* **TO DO**
Copy the stretch from the start of the data through the line containing "point(353, 203)", replacing "blue sky" with "clear sky" and leaving everything else unchanged.

○ ○ ○ ○

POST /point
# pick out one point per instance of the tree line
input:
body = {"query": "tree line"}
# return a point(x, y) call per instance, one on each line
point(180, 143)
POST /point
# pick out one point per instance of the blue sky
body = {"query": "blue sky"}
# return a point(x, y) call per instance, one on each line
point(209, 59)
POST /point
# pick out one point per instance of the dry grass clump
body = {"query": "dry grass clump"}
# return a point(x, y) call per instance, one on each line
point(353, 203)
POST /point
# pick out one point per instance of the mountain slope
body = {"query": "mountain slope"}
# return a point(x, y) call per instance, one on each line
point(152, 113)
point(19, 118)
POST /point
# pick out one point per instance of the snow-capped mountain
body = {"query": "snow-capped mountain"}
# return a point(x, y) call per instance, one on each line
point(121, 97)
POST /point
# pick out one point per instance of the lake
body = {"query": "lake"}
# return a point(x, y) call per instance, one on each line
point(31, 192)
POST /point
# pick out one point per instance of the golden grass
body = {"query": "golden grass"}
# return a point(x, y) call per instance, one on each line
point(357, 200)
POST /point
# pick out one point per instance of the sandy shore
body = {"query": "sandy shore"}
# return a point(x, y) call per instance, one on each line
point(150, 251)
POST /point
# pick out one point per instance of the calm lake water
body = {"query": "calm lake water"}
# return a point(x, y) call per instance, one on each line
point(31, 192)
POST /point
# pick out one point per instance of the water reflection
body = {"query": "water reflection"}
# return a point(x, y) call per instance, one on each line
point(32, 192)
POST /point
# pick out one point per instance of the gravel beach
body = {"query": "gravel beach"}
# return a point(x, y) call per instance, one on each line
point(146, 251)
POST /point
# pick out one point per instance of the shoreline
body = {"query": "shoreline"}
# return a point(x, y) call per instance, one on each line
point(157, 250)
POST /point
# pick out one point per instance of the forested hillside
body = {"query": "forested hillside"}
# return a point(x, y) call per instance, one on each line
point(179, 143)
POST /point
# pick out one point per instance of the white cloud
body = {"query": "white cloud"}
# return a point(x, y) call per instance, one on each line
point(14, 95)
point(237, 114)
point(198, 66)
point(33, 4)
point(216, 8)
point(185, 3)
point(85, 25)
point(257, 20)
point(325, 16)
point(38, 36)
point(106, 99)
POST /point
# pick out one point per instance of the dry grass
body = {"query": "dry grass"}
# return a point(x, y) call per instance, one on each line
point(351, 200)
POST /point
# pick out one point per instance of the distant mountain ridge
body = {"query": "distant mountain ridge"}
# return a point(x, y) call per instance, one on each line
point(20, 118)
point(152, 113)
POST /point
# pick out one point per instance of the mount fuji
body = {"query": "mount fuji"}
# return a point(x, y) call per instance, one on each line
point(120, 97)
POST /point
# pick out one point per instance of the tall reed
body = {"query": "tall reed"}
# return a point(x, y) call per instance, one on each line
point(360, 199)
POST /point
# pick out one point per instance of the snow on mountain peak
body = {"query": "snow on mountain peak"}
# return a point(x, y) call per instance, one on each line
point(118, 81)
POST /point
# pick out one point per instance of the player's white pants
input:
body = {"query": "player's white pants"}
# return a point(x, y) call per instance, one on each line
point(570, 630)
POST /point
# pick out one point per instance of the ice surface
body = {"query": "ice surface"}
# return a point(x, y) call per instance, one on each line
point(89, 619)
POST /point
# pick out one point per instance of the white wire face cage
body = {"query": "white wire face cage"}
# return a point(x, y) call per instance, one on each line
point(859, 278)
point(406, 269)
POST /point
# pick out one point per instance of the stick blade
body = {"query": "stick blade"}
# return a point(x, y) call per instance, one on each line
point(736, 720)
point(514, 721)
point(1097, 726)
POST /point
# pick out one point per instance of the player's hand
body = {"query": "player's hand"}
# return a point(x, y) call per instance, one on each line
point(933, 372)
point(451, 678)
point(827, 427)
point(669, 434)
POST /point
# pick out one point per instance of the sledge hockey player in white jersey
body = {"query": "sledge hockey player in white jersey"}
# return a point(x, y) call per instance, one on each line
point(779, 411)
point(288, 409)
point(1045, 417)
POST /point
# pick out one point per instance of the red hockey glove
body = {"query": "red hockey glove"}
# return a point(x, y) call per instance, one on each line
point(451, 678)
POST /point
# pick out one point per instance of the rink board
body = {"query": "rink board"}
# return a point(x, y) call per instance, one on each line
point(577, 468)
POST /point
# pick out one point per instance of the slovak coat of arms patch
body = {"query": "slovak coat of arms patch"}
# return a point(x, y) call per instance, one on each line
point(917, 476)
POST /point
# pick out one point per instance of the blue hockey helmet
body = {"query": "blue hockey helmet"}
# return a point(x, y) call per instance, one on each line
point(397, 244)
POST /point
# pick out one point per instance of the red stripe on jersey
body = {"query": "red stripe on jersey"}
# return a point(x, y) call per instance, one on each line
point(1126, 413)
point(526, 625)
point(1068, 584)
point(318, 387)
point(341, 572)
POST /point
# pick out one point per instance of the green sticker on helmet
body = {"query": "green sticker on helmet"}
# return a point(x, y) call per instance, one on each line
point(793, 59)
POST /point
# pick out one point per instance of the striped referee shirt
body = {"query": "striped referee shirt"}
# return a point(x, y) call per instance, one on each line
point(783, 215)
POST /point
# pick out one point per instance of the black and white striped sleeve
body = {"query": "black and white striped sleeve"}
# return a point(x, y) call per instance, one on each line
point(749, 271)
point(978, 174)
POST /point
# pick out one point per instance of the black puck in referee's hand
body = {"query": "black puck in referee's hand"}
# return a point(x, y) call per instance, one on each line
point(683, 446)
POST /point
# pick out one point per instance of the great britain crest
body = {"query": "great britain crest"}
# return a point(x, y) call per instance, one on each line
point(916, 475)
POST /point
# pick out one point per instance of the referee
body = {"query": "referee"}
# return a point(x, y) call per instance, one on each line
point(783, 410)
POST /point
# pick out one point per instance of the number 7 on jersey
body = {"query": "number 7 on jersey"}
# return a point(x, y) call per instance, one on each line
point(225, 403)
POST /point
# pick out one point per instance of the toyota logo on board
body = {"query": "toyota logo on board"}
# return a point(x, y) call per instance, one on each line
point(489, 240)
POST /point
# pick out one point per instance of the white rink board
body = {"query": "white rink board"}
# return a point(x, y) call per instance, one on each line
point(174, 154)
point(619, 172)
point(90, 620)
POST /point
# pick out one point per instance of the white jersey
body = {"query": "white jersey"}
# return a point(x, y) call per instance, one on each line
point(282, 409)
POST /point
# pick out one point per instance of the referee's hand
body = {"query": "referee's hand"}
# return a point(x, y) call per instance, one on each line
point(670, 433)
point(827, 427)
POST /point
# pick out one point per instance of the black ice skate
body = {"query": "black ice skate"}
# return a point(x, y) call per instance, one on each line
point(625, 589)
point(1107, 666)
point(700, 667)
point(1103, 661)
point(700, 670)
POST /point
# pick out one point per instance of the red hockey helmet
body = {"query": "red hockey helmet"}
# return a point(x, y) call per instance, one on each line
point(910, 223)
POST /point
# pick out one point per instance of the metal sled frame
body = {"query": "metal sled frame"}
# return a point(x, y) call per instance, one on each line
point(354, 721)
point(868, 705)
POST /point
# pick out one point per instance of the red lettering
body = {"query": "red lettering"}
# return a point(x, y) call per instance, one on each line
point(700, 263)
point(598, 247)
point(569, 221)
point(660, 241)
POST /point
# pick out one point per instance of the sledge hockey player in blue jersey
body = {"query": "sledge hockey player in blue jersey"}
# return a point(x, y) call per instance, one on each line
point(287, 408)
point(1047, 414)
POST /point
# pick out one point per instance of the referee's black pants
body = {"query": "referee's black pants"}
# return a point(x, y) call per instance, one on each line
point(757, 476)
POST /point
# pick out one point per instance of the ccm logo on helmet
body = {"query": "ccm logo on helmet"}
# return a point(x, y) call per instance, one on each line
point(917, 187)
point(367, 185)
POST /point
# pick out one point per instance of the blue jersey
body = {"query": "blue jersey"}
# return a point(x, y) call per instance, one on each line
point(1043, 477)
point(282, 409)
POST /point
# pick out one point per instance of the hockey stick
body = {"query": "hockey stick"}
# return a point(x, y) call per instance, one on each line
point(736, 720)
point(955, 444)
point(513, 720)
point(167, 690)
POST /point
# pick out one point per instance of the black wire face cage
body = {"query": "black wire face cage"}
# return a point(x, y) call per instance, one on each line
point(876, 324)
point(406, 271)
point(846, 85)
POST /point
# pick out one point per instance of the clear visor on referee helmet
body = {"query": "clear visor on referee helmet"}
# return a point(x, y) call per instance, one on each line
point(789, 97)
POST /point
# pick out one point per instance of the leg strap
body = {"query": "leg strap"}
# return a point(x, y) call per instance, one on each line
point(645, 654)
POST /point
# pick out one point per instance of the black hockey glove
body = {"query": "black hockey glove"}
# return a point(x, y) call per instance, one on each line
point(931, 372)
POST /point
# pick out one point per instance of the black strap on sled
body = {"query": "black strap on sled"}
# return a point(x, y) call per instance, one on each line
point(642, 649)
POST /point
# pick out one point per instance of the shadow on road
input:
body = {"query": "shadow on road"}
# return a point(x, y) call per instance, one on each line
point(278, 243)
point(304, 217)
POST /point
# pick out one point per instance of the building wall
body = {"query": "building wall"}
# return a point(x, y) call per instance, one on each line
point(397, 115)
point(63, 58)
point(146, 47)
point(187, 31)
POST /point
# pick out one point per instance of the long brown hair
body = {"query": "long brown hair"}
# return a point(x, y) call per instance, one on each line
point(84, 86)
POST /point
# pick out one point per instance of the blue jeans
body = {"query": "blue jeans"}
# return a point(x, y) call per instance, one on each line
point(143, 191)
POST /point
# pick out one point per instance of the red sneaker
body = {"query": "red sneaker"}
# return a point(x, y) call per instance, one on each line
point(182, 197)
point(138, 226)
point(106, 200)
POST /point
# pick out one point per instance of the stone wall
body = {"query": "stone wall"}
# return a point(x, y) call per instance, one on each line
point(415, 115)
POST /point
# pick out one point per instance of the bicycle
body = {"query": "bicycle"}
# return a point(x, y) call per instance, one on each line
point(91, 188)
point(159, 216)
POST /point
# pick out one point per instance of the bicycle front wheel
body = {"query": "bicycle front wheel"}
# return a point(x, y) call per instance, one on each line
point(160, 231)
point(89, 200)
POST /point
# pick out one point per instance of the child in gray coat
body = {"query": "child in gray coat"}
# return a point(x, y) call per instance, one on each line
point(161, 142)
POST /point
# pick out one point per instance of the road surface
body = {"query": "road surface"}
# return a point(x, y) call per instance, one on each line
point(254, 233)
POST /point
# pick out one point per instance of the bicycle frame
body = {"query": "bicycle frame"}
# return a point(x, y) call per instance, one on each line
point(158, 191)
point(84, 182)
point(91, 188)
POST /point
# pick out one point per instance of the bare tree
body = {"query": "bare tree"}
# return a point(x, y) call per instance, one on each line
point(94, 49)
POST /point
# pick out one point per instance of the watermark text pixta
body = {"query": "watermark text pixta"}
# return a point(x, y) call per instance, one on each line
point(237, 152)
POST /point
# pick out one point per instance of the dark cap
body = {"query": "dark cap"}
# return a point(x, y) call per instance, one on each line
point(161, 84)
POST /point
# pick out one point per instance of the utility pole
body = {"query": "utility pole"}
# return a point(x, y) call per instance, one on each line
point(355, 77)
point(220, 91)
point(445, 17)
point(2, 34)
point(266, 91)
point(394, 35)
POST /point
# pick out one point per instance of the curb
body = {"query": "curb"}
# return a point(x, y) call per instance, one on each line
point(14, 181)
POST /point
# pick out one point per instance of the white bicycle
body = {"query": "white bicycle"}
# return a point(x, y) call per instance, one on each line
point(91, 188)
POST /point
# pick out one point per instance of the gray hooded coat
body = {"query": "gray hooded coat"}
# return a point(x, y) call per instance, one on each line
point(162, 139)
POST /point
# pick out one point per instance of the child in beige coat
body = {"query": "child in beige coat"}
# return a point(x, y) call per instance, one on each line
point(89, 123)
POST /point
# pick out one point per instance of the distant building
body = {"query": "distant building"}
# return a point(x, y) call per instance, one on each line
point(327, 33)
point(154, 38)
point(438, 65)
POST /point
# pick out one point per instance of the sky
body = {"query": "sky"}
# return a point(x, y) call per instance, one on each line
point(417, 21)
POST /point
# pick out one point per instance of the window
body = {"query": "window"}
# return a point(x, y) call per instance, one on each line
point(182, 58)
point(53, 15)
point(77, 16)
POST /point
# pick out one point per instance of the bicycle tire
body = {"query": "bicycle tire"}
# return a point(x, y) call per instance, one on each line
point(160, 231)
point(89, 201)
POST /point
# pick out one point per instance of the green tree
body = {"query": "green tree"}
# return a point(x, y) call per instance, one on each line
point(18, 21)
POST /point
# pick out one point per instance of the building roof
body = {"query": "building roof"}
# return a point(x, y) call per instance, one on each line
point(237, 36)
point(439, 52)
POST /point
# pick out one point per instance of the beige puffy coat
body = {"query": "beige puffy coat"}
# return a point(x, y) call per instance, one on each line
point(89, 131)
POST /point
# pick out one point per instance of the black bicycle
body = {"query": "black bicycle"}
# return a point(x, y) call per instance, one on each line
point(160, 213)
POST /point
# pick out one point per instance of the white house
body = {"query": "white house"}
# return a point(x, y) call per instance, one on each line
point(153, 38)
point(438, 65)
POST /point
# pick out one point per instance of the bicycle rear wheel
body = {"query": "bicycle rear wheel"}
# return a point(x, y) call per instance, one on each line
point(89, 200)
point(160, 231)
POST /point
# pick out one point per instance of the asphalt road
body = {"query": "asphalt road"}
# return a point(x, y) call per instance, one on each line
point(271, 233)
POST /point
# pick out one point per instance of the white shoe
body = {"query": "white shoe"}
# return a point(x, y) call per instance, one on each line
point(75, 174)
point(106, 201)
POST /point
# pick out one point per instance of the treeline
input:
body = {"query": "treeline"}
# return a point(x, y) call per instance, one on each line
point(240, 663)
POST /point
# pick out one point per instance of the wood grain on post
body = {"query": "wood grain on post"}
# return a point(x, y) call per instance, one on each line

○ ○ ○ ○

* **THE COMPLETED TASK**
POST /point
# pick out one point per instance of the tree line
input:
body = {"query": "tree line"}
# return a point(x, y) call per instance, one on each line
point(180, 143)
POST /point
# pick out one point per instance of the clear sky
body = {"query": "clear sky"}
# return a point(x, y) call per instance, one on each line
point(209, 59)
POST /point
# pick out one point per instance of the dry grass clump
body = {"query": "dry grass clump"}
# return a point(x, y) call per instance, one on each line
point(353, 203)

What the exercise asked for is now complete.